# Problem statement
Repeat the records word for word, excluding any picture.

# Input data
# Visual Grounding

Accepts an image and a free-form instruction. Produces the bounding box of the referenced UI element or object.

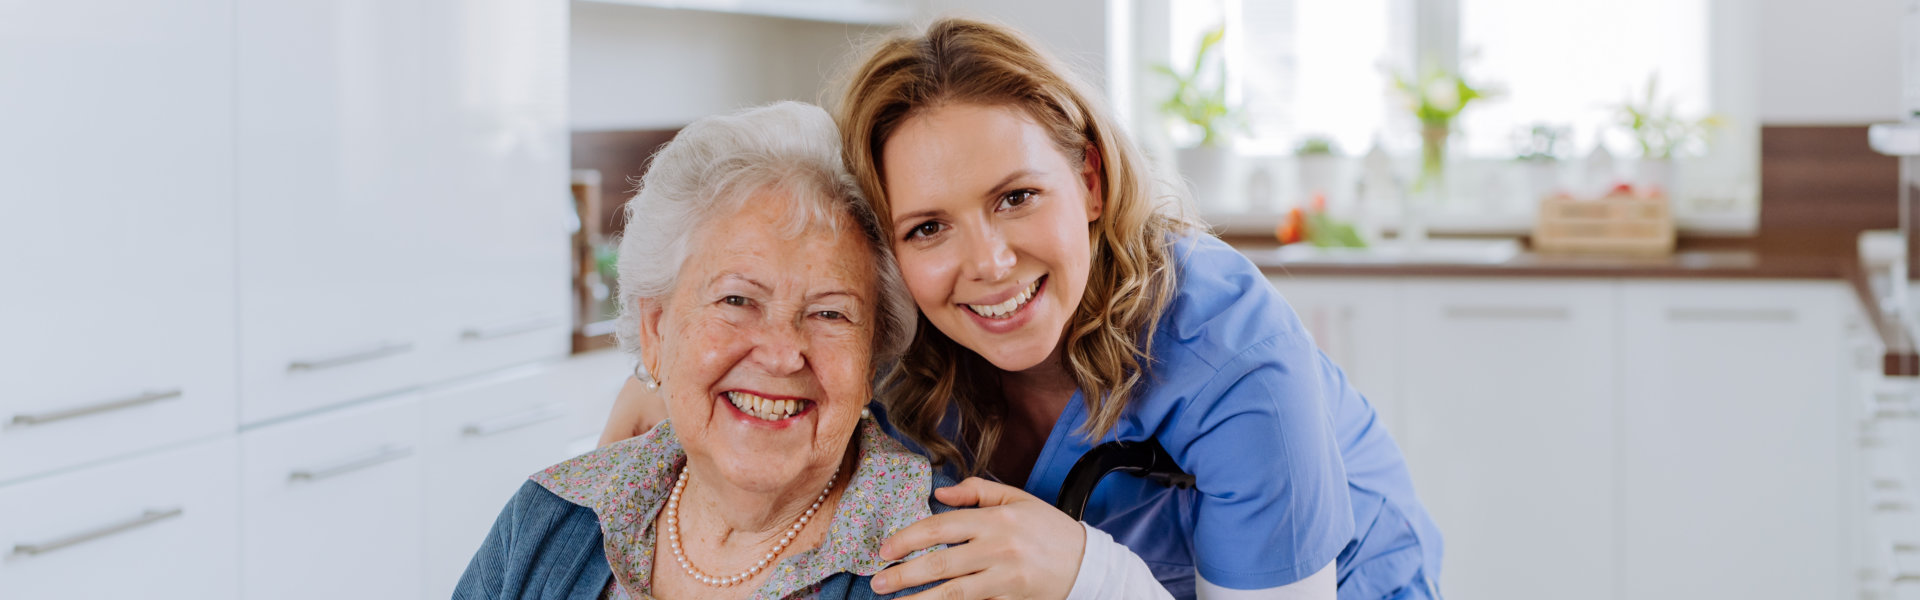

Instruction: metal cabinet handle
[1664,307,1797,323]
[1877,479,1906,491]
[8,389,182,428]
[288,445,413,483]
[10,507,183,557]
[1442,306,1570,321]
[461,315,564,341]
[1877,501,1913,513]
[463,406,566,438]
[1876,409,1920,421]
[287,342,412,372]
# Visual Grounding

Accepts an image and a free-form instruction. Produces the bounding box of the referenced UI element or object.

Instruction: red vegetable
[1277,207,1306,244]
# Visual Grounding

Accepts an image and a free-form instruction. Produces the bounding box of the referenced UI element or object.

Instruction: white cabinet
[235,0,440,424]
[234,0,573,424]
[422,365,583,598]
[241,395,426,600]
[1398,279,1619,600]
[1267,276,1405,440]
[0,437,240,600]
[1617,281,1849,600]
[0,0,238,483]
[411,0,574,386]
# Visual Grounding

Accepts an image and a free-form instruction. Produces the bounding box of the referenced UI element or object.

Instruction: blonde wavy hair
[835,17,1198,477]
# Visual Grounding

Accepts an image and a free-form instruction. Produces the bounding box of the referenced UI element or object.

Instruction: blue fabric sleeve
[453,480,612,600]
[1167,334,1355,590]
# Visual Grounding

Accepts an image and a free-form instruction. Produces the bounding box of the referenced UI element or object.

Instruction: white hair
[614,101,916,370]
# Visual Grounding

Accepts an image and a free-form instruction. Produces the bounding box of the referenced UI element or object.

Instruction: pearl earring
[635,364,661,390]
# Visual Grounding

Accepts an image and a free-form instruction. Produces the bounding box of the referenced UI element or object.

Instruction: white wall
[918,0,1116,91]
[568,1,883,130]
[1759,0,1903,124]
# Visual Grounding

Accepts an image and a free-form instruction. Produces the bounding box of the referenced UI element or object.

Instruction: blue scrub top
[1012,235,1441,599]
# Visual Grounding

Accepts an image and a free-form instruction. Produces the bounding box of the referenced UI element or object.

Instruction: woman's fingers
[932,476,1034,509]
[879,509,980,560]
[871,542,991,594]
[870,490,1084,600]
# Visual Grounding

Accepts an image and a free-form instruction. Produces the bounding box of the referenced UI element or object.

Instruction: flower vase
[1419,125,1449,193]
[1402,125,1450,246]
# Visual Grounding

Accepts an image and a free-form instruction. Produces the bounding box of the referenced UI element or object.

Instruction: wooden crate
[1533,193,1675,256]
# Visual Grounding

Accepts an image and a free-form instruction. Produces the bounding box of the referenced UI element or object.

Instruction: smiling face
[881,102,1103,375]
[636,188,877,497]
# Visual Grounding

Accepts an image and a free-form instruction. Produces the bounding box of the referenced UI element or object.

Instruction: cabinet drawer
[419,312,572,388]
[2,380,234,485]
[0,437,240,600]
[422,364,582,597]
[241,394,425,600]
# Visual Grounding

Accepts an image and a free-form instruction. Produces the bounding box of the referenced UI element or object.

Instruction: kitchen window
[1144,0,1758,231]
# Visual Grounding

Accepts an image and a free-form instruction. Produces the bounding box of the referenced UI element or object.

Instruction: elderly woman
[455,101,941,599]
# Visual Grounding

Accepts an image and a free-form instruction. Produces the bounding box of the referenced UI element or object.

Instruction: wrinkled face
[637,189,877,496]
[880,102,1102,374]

# Response for this exercise
# Visual Grounding

Accepts an image and a free-form instruction. Produces the bounding box of the referenced UI element or object.


Instruction: metal cabinet handle
[1664,307,1797,323]
[1877,479,1906,491]
[8,389,182,428]
[288,445,413,483]
[10,507,183,557]
[1442,306,1570,321]
[461,315,564,341]
[1877,501,1913,513]
[463,406,566,438]
[1876,409,1920,421]
[287,342,412,372]
# Visual Grounding

Accepts an image and a free-form instruction. Produces the bounding box of the referenced UI element or object.

Instruction: red vegetable
[1277,207,1306,244]
# Visual Grounding

Accepts an image and a free-form instruction. Produces the bounding box of the referenced UI element or object.

Instruction: white cabinet
[235,0,440,424]
[234,0,573,424]
[422,365,583,598]
[241,395,426,600]
[1398,279,1619,600]
[1267,276,1405,440]
[0,437,240,600]
[1617,281,1849,600]
[0,0,238,483]
[411,0,574,386]
# Visual Grounding

Accepts an image and a free-form instruction. Produces the bounding box of the referenced UI element or object.

Instruction: blonde wavy hair
[835,17,1198,477]
# Visual Grounding

Accepts an image and a free-form instruction. Produces the bounding box of the referenced UI element or object.

Instruction: blue fabric sleeve
[453,480,612,600]
[1167,334,1355,590]
# Visual Grounding

Accepts an image and a free-form instruction. Produces the bounding box of the referenced UI element or object.

Instruction: white hair
[614,101,916,370]
# Visual Grounding

Accepts an image and a free-form instruction. Produces the bounding box of the referenced UI element or object.

Instruction: pearl earring
[635,364,661,390]
# Visual Grounding

Accepts an image and a free-form instruction. Produces the bounding box of the referenced UI element or object.

Instruction: white wall
[918,0,1116,91]
[568,1,883,130]
[1759,0,1903,124]
# Visual Grounding

Accepts an image and a free-form instruction. Produces the bounding box of the referenced UI element or object.

Instruction: blue scrub top
[1012,235,1441,599]
# Visual Grounding

Accepts an image and a free-form instruction. Produces the bounding box of the referenced UI element or object.

Instruction: woman's fingers
[932,476,1034,509]
[879,509,980,560]
[871,542,991,594]
[870,490,1084,600]
# Visual Grounding

Accepts an image and a free-form instruction. Produces the bounding box of the referenced UI element or object.

Instruction: flower vase
[1419,125,1449,193]
[1402,125,1450,246]
# Visual Grounding

Accepts an image and a free-form instruction. Produces the bounding box of the referenced UI element or object.

Instruction: wooden crate
[1533,193,1675,256]
# Visual Grounding

Accepts an image and a free-form instruction. Produces the bounding box of the referenced UI element or object.

Instruction: smiling face
[881,102,1103,375]
[636,188,877,497]
# Visual Grounding

Accepts an image and a free-form instruction. Produces the bounding box of the referenced UI element or object.

Instruction: cabinet drawer
[419,312,572,388]
[2,380,234,485]
[0,437,240,600]
[422,364,582,597]
[241,394,425,600]
# Visual Grounding

Accepts an image and a free-form instruction. Produces the bounding box of the referenced UI element or object.

Instruction: kitchen window
[1144,0,1758,231]
# Visual Grounding

Accepts an image and a free-form instruction. Produces the bounding box of the referenced UI element or object.

Instruction: elderly woman
[455,101,941,599]
# Visual Grounding

Accepts an image and a free-form instruction. Produces the bounding box of the referenced UI element or object.

Instruction: wrinkled face
[637,189,877,496]
[880,102,1102,374]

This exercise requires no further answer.